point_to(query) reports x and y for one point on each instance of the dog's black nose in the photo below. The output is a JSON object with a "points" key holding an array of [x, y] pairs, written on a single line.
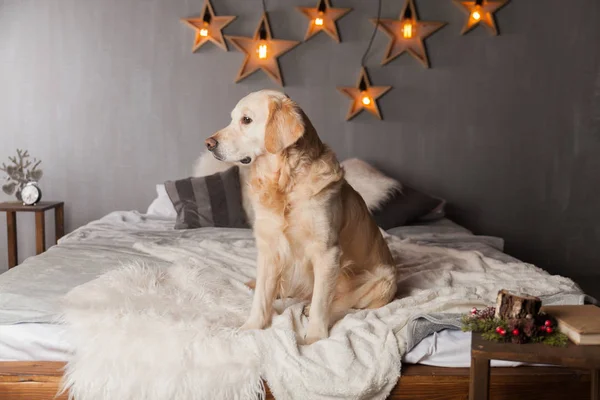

---

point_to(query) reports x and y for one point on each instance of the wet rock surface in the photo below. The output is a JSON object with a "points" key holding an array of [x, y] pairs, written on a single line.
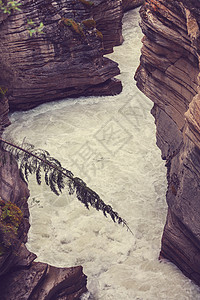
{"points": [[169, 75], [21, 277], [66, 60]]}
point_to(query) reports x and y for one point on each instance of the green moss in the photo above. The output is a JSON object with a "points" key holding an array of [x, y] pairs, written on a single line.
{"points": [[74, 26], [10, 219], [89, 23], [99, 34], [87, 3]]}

Task requirements ->
Count the lines in the records above that contain the string "each", and reply with the number alone.

Exercise answer ->
3